[Task description]: Write the records out again exactly, leaving no images in.

[Provided records]:
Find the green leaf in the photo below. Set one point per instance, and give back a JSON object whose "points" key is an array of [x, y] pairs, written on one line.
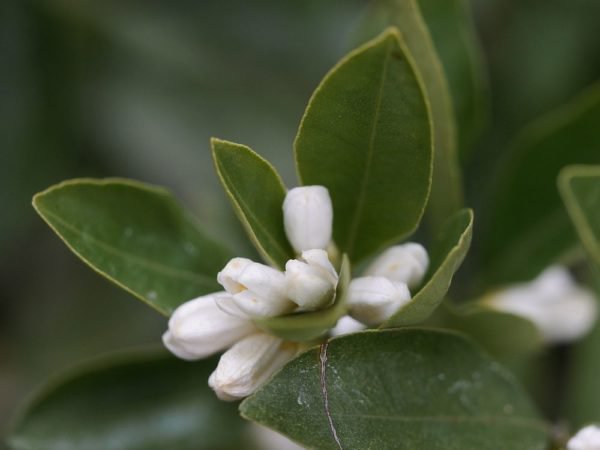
{"points": [[313, 325], [448, 252], [580, 190], [446, 189], [455, 39], [137, 236], [366, 136], [134, 400], [401, 389], [502, 334], [526, 228], [257, 193]]}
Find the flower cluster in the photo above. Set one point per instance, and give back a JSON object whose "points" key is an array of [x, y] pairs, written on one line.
{"points": [[253, 291], [561, 310]]}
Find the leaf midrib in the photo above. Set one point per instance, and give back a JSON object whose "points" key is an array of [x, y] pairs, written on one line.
{"points": [[366, 174], [162, 269]]}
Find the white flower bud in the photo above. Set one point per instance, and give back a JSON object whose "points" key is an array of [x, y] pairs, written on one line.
{"points": [[256, 290], [407, 263], [308, 217], [561, 310], [268, 439], [373, 300], [311, 280], [248, 364], [588, 438], [346, 325], [198, 328]]}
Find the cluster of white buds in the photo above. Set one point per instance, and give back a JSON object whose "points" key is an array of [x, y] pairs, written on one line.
{"points": [[562, 310], [588, 438], [224, 320], [376, 297]]}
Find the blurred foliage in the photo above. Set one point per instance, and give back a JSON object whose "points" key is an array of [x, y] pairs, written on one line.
{"points": [[136, 89]]}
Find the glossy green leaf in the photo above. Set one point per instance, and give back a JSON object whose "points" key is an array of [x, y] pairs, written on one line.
{"points": [[402, 389], [137, 236], [366, 136], [135, 400], [312, 325], [580, 190], [502, 334], [257, 193], [526, 227], [447, 254], [455, 39], [446, 189]]}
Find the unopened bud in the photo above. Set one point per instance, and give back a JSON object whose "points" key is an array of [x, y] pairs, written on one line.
{"points": [[256, 289], [308, 217], [373, 300], [346, 325], [311, 280], [248, 364], [588, 438], [198, 328], [561, 310], [407, 263]]}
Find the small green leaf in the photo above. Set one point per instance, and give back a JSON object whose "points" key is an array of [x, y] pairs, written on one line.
{"points": [[133, 400], [580, 190], [366, 136], [401, 389], [257, 194], [502, 334], [448, 252], [137, 236], [526, 228], [313, 325], [446, 189]]}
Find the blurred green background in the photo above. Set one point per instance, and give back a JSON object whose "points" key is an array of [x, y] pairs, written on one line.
{"points": [[136, 88]]}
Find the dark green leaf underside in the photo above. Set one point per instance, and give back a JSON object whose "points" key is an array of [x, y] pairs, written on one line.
{"points": [[448, 252], [401, 389]]}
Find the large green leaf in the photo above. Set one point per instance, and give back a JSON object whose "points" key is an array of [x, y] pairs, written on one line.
{"points": [[366, 136], [135, 400], [448, 252], [401, 389], [446, 189], [455, 39], [526, 228], [257, 193], [580, 190], [135, 235], [312, 325]]}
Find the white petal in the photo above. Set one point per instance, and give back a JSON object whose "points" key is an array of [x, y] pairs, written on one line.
{"points": [[229, 276], [347, 325], [562, 310], [248, 364], [267, 439], [587, 438], [308, 217], [198, 328], [254, 306], [407, 263], [311, 281], [373, 300], [264, 281]]}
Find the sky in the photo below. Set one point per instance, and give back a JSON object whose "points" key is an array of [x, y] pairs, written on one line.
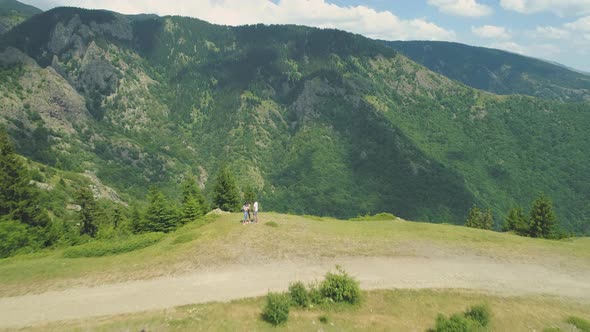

[Result]:
Find the green leaf in the photo below. Set one point per instance, and give back a JSON object whose "points" key is an array of [x, y] pairs, written on one line.
{"points": [[313, 325], [448, 252], [580, 190], [446, 189], [455, 39], [137, 236], [366, 136], [134, 400], [401, 389], [502, 334], [526, 228], [257, 193]]}
Find the flower cluster in the photo above. Set one point per instance, and give back a JSON object whose "points" key is an array of [x, y] pairs, written on one line.
{"points": [[253, 291], [561, 310]]}
Find the leaf midrib in the photo above. Set one point per instance, and give back a JSON object whose "points" key is an array of [x, y] pairs, written on one line.
{"points": [[366, 174], [162, 269]]}
Find the white flower bud in the photo above. Set one point per instance, and give back a JSON object whose "points" key is an array of [x, y] pairs, written on one line.
{"points": [[256, 290], [407, 263], [308, 217], [561, 310], [268, 439], [373, 300], [311, 280], [248, 364], [588, 438], [346, 325], [198, 328]]}
Find the cluster of white buds in the photo above. Set one point per instance, and give back a JSON object whose "points" key is an array of [x, y] pairs, written on one line.
{"points": [[562, 310], [588, 438], [224, 320], [376, 297]]}
Find the blurred foliage in the photo above. Set one point per instance, and give back a JSON object whose "points" key is an array of [x, y] pairs, written on one line.
{"points": [[136, 89]]}
Find the glossy green leaf in the photo above. Set one point per instance, and give back a JSON object whose "points" key is an array of [x, y] pairs, written on one line.
{"points": [[402, 389], [137, 236], [366, 136], [135, 400], [312, 325], [580, 190], [502, 334], [257, 193], [526, 227], [447, 254], [455, 39], [446, 189]]}
Find the unopened bud in the photo above. Set one point per instance, and give back a JSON object whose "points" key is an array of [x, y] pairs, written on one line.
{"points": [[256, 289], [308, 217], [373, 300], [346, 325], [311, 280], [248, 364], [588, 438], [198, 328], [561, 310], [407, 263]]}
Find the small green leaf in the photo above. Set one point per instance, and give back a JSON object whose "points" key is an array of [x, y] pairs, written on one line.
{"points": [[133, 400], [580, 190], [366, 136], [401, 389], [257, 194], [502, 334], [448, 252], [137, 236], [526, 228], [313, 325], [446, 189]]}
Find the blurred green background in the photo above. Set one point per instance, and give back a JSON object whose "points" key is an array of [x, y] pairs, written on one line.
{"points": [[136, 88]]}
Find the dark green leaf underside in the photo above. Set one point per instance, and give back a JSON object whose "points" key is an array of [x, y] pairs, written on one line.
{"points": [[448, 252], [401, 389]]}
Find the large green leaf in the photo above. Set one point per instance, and give back a JSON object whose "points" key is an array of [x, y] pairs, written on one line.
{"points": [[366, 136], [135, 400], [448, 252], [401, 389], [446, 189], [455, 39], [526, 228], [257, 193], [580, 190], [135, 235], [312, 325]]}
Find the white petal in the photo above. Set one point per instance, and give back a JSON object whose "points" key is an array of [x, y] pairs, written on one line.
{"points": [[229, 276], [347, 325], [562, 310], [248, 364], [267, 439], [587, 438], [308, 217], [198, 328], [254, 306], [407, 263], [311, 281], [373, 300], [264, 281]]}
Find the sky in the photo below. Set one point per instance, and give back a JSON object whose "points" key is an array of [x, y] pairs, written on one line.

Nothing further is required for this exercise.